Short exercise
Set out everything from the line containing "TARGET = tree canopy" down to the end of the records as a Markdown table with the columns No. and Line. Number each row and leave out blank lines.

Dataset excerpts
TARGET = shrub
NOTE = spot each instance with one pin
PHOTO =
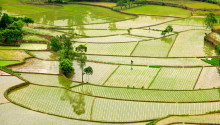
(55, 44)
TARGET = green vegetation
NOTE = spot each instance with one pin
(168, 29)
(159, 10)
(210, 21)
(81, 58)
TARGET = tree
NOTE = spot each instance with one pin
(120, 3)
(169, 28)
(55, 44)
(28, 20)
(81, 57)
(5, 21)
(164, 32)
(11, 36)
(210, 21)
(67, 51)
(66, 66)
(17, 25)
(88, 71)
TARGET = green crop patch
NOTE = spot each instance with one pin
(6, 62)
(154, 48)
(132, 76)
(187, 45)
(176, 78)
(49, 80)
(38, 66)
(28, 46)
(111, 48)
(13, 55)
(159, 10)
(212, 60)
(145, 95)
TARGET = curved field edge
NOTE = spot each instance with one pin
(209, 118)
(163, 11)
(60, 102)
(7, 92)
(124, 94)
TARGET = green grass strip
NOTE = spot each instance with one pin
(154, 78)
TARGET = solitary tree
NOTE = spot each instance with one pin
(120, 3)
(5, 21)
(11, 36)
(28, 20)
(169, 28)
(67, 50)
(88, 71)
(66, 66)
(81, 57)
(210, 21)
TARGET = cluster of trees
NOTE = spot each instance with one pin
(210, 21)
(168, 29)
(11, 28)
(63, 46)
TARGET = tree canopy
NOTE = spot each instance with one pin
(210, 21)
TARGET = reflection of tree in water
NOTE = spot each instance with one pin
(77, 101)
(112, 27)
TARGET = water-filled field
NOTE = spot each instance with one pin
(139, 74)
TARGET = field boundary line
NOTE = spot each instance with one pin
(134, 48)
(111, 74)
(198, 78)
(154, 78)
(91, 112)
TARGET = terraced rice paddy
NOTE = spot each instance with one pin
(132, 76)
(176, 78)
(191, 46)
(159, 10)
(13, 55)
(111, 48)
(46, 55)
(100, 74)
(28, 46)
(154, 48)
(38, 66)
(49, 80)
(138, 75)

Response to this exercise
| No. | Line |
|---|---|
| 1 | TARGET = tree canopy |
| 2 | NOTE = spot each instance with one pin |
| 3 | (210, 21) |
| 4 | TARGET = reflection of tree in water |
| 5 | NOTE = spot each instance with one pin |
| 6 | (77, 101) |
| 7 | (112, 27) |
| 8 | TARGET = water-filled field |
| 9 | NOTE = spot each instance with one pin |
| 10 | (139, 74) |
| 11 | TARGET = field boundary line |
| 12 | NOTE = spot each instance with one pin |
| 13 | (134, 48) |
| 14 | (111, 74) |
| 15 | (198, 78) |
| 16 | (154, 78) |
| 17 | (91, 112) |
| 18 | TARGET = terraced rice paddy |
| 19 | NOTE = spot each instance with one pin |
| 20 | (132, 76) |
| 21 | (176, 78) |
| 22 | (191, 46) |
| 23 | (159, 10) |
| 24 | (13, 55) |
| 25 | (111, 48) |
| 26 | (46, 55) |
| 27 | (100, 74) |
| 28 | (28, 46) |
| 29 | (154, 48) |
| 30 | (38, 66) |
| 31 | (49, 80) |
| 32 | (138, 75) |